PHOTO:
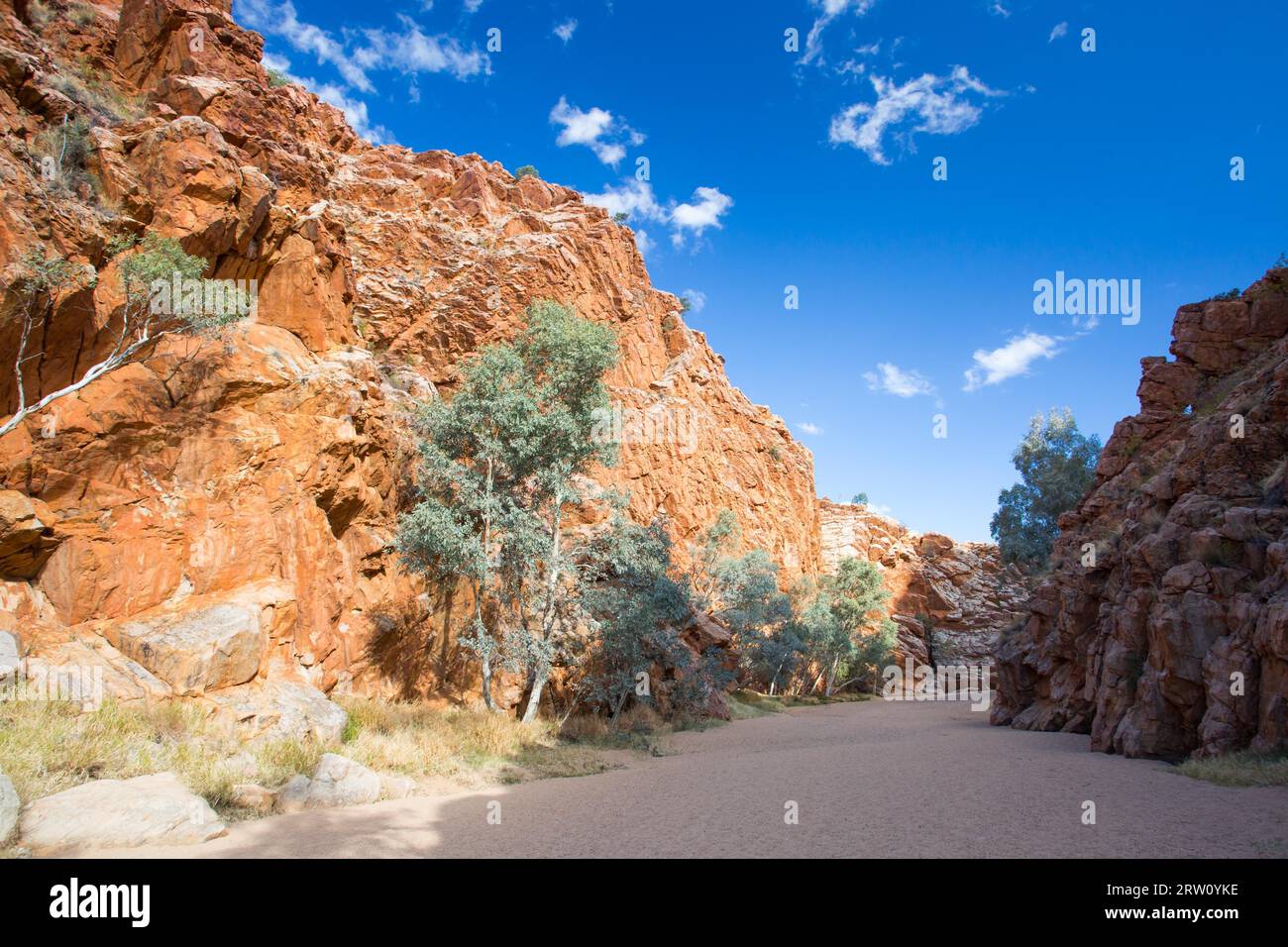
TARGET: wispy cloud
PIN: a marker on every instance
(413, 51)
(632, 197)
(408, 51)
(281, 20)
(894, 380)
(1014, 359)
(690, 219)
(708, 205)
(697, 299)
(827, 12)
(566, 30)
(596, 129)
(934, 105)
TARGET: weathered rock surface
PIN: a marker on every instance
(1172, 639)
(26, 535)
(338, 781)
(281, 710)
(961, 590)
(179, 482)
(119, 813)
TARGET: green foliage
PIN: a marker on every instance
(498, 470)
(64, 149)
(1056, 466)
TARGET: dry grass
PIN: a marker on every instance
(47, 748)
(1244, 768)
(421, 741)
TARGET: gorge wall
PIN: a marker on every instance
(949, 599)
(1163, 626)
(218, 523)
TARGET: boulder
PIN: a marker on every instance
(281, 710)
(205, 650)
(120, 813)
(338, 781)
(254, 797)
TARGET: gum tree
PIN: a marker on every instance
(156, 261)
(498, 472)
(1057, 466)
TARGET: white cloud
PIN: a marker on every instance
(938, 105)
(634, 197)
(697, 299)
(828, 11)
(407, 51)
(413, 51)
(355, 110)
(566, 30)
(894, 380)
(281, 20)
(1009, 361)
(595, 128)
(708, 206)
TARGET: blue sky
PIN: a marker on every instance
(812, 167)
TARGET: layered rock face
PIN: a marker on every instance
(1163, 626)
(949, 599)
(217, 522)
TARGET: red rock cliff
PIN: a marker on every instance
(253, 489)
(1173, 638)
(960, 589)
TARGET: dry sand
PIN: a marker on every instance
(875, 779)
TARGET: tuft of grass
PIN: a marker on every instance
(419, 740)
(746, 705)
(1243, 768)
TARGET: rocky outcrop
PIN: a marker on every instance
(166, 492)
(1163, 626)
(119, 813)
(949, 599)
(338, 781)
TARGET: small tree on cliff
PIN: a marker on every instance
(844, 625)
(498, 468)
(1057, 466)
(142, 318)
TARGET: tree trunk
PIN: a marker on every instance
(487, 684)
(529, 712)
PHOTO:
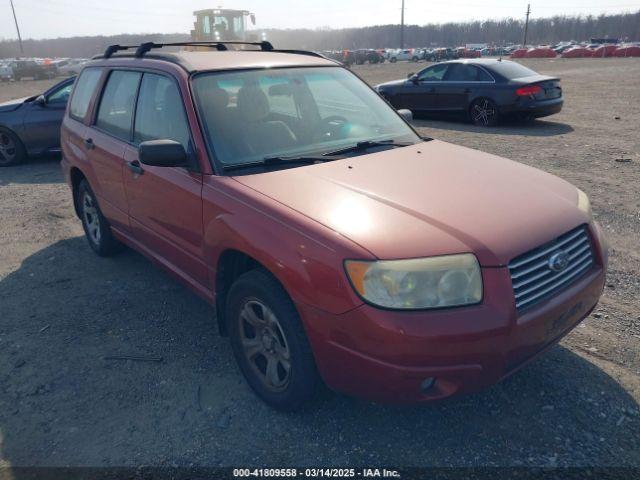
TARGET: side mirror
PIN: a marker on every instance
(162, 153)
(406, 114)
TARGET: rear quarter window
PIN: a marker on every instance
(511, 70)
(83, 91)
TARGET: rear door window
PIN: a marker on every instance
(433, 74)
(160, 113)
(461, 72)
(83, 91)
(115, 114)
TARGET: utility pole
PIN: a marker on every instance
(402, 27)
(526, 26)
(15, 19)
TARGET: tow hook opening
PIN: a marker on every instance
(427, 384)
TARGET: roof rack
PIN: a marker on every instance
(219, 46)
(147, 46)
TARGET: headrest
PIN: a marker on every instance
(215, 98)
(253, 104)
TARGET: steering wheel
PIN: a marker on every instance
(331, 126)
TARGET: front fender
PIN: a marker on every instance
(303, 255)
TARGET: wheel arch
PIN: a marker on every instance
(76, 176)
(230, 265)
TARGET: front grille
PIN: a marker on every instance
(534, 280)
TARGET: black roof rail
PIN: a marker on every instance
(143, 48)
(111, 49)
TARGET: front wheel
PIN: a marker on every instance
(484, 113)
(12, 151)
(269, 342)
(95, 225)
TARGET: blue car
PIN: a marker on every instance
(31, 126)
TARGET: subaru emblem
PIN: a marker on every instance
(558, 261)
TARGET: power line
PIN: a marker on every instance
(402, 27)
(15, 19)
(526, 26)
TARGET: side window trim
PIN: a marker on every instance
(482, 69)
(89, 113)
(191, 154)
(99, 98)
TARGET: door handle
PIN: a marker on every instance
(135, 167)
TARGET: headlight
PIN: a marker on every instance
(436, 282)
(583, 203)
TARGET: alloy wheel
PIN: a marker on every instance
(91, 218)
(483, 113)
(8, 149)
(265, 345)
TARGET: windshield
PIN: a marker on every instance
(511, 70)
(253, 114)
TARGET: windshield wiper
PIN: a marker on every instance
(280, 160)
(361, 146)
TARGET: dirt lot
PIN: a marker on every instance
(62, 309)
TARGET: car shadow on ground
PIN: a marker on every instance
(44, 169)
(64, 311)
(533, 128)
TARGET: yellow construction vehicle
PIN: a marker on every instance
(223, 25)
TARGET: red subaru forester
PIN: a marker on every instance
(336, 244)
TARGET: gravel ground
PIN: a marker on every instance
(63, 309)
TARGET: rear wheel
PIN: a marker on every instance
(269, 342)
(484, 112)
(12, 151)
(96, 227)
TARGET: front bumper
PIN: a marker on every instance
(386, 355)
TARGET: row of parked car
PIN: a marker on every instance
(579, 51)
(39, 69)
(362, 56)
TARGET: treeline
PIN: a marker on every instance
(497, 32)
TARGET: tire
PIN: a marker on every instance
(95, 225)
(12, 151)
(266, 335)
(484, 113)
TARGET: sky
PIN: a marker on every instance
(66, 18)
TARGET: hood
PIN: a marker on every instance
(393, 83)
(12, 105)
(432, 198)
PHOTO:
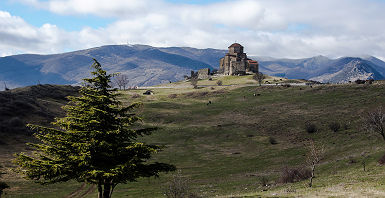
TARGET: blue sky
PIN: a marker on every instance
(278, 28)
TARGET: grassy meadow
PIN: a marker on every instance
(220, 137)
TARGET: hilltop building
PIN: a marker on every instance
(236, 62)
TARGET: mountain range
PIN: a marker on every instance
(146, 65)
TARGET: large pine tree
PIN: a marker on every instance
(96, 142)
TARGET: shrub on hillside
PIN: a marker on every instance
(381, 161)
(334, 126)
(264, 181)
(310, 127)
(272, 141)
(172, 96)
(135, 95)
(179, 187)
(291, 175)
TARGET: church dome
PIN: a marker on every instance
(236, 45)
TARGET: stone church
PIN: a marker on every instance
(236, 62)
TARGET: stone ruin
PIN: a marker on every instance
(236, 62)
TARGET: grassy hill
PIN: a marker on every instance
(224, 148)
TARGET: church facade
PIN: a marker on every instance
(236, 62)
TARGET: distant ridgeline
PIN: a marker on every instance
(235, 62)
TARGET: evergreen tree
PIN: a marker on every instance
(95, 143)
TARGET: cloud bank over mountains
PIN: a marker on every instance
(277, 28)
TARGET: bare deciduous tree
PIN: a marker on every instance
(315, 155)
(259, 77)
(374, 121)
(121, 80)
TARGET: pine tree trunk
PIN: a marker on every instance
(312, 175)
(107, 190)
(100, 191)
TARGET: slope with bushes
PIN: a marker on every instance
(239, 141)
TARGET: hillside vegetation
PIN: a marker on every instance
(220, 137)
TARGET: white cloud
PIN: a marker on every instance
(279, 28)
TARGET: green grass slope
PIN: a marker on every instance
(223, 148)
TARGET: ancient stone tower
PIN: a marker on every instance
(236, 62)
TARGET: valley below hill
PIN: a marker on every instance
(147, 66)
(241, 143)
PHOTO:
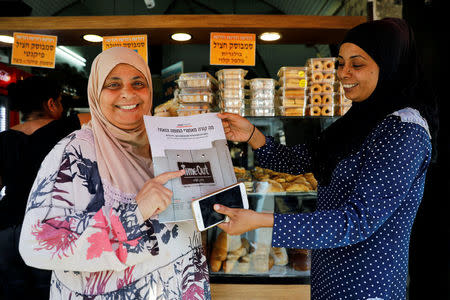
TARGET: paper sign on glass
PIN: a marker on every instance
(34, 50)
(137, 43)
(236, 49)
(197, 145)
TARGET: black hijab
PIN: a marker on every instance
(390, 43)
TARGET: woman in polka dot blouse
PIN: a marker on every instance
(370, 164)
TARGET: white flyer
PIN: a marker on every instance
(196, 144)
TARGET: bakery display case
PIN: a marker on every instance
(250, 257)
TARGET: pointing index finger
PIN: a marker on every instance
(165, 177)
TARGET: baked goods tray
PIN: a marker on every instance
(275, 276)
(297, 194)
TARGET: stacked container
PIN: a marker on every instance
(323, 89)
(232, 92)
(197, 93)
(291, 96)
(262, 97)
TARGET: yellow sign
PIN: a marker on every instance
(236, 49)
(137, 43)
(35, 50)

### WORK REQUIRED
Each line of the material above should be set down exactly, with no pictures.

### RESULT OF THIS TASK
PHOTO:
TARGET: wispy cloud
PIN: a marker on every instance
(413, 51)
(632, 197)
(408, 51)
(281, 20)
(894, 380)
(1014, 359)
(690, 219)
(708, 205)
(697, 299)
(827, 12)
(566, 30)
(596, 129)
(934, 105)
TARGET: weathered rock surface
PIN: a marker on every instance
(1172, 639)
(26, 535)
(338, 781)
(281, 710)
(961, 590)
(179, 482)
(119, 813)
TARGET: green foliage
PIN: a marker on every instance
(498, 470)
(64, 149)
(1056, 466)
TARGET: dry grass
PIN: a marker on every instance
(47, 748)
(1244, 768)
(421, 741)
TARGET: gorge wall
PIN: a marker on every instance
(949, 599)
(1163, 626)
(218, 523)
TARGET: boulder
PIN: a marker on every instance
(281, 710)
(205, 650)
(120, 813)
(338, 781)
(254, 797)
TARGET: gum tree
PIN: a marker on every instance
(156, 261)
(498, 472)
(1057, 466)
TARGET: white cloud
PIN: a marker on every instance
(938, 105)
(634, 197)
(697, 299)
(828, 11)
(407, 51)
(413, 51)
(355, 110)
(566, 30)
(894, 380)
(281, 20)
(1009, 361)
(595, 128)
(708, 206)
TARGET: blue sky
PIN: a marker on every instance
(812, 167)
TARGET: layered rock face
PIN: a marker on every instance
(1163, 626)
(949, 599)
(217, 522)
TARGET: red rock cliff
PIN: a marker on every instance
(253, 489)
(1173, 638)
(960, 589)
TARGET: dry sand
PIN: a marker on every instance
(875, 779)
TARGET: tuft of grass
PIN: a marker on every instance
(419, 740)
(746, 705)
(1243, 768)
TARGET: rocky outcrop
PIN: a marker on every instance
(166, 492)
(1163, 626)
(119, 813)
(949, 599)
(338, 781)
TARGET: small tree on cliff
PIN: a marker on every instance
(844, 625)
(498, 468)
(1057, 466)
(142, 318)
TARGET: tree trunk
PIN: a marker on every instance
(487, 684)
(529, 712)
PHOTO:
TARGET: side mirror
PIN: a marker on every instance
(162, 153)
(406, 114)
TARGET: rear quarter window
PIN: a marker on every instance
(511, 70)
(83, 91)
TARGET: rear door window
PIN: a marker on every instance
(433, 74)
(160, 113)
(461, 72)
(83, 91)
(115, 114)
TARGET: utility pole
PIN: a marker on every instance
(402, 27)
(526, 26)
(15, 19)
TARGET: tow hook opening
PIN: a marker on every instance
(427, 384)
TARGET: roof rack
PIN: a marker on every instance
(219, 46)
(147, 46)
TARGET: headrest
PIN: a marker on every instance
(215, 98)
(253, 104)
TARGET: steering wheel
PIN: a marker on every instance
(331, 126)
TARGET: front fender
PIN: a marker on every instance
(303, 255)
TARGET: wheel arch
PIN: a marker on every instance
(76, 176)
(230, 265)
TARGET: front grille
PIN: a marker on every instance
(534, 280)
TARGET: black roof rail
PIN: a marker on every instance
(143, 48)
(111, 49)
TARGET: front wheel
PIN: a marker on every instance
(484, 113)
(12, 151)
(269, 342)
(95, 225)
TARGET: blue car
PIN: a marker on every instance
(31, 126)
TARGET: subaru emblem
PIN: a marker on every instance
(558, 261)
TARGET: power line
PIN: a marker on every instance
(402, 27)
(15, 19)
(526, 26)
TARGET: side window trim
PIN: a marker on every instance
(482, 69)
(89, 113)
(191, 154)
(99, 98)
TARGET: door handle
PIN: a marker on every instance
(135, 167)
TARGET: headlight
PIN: a marker on every instance
(436, 282)
(583, 203)
TARGET: alloy wheel
PIN: a marker on every instance
(91, 218)
(483, 113)
(8, 149)
(265, 345)
TARGET: windshield
PIN: a marker on every instance
(511, 70)
(253, 114)
TARGET: windshield wiper
PIN: a marker on every instance
(280, 160)
(361, 146)
TARGET: dirt lot
PIN: a marker on every instance
(62, 309)
TARGET: car shadow on ground
PIN: a marker on every instance
(44, 169)
(64, 311)
(533, 128)
TARGET: yellow construction vehicle
PIN: a marker on every instance
(223, 25)
TARGET: red subaru forester
PIN: a marker on every instance
(336, 244)
TARGET: gravel ground
PIN: a marker on every instance
(63, 309)
TARGET: rear wheel
PIN: a marker on every instance
(269, 342)
(484, 112)
(12, 151)
(96, 227)
TARGET: front bumper
PIN: a marker on every instance
(386, 355)
TARGET: row of parked car
PIN: a marker on every instance
(579, 51)
(39, 69)
(362, 56)
TARGET: treeline
PIN: a marker on every instance
(497, 32)
TARGET: tire
PIN: a marker on every instance
(95, 225)
(12, 151)
(266, 335)
(484, 113)
TARGET: sky
PIN: a marker on every instance
(66, 18)
TARGET: hood
PIN: a marker on every instance
(393, 83)
(12, 105)
(432, 198)
PHOTO:
TARGET: blue sky
PIN: a marker on every instance
(278, 28)
TARGET: grassy meadow
PIN: a marker on every instance
(220, 137)
TARGET: hilltop building
PIN: a marker on every instance
(236, 62)
TARGET: mountain range
PIN: a marker on every instance
(146, 65)
TARGET: large pine tree
PIN: a marker on every instance
(96, 142)
TARGET: shrub on hillside
PIN: a marker on every instance
(381, 161)
(334, 126)
(264, 181)
(310, 127)
(272, 141)
(172, 96)
(135, 95)
(179, 187)
(291, 175)
TARGET: church dome
PIN: a marker on every instance
(236, 45)
TARGET: stone church
PIN: a marker on every instance
(236, 62)
TARGET: stone ruin
PIN: a marker on every instance
(236, 62)
TARGET: grassy hill
PIN: a marker on every instance
(224, 148)
TARGET: church facade
PIN: a marker on every instance
(236, 62)
TARGET: distant ridgeline
PIN: a marker on every instance
(235, 62)
TARGET: evergreen tree
PIN: a marker on every instance
(95, 143)
TARGET: cloud bank over mountains
PIN: a marker on every instance
(277, 28)
TARGET: bare deciduous tree
PIN: a marker on every instance
(315, 155)
(259, 77)
(374, 121)
(121, 80)
TARGET: pine tree trunk
PIN: a marker on every instance
(312, 175)
(107, 190)
(100, 191)
TARGET: slope with bushes
PIN: a marker on every instance
(239, 141)
TARGET: hillside vegetation
PIN: a marker on every instance
(220, 137)
TARGET: white cloud
PIN: a marker on every instance
(279, 28)
TARGET: green grass slope
PIN: a marker on every instance
(223, 148)
TARGET: ancient stone tower
PIN: a marker on every instance
(236, 62)
TARGET: valley below hill
PIN: a marker on every instance
(147, 66)
(241, 143)
PHOTO:
TARGET: paper sign on glass
PIN: a marker on every instance
(34, 50)
(137, 43)
(236, 49)
(197, 145)
TARGET: black hijab
PIN: a marker on every instance
(390, 43)
TARGET: woman in polka dot blouse
PIN: a marker on every instance
(370, 164)
TARGET: white flyer
PIN: a marker on every instance
(196, 144)
TARGET: bakery display case
PIN: a marker on every instance
(250, 257)
TARGET: pointing index finger
PIN: a marker on every instance
(165, 177)
TARGET: baked goods tray
PIN: a marker on every instance
(275, 276)
(297, 194)
TARGET: stacked container
PIN: a marker on every instance
(323, 89)
(232, 92)
(197, 93)
(291, 96)
(262, 97)
TARGET: yellow sign
PIN: a marker on every instance
(236, 49)
(137, 43)
(35, 50)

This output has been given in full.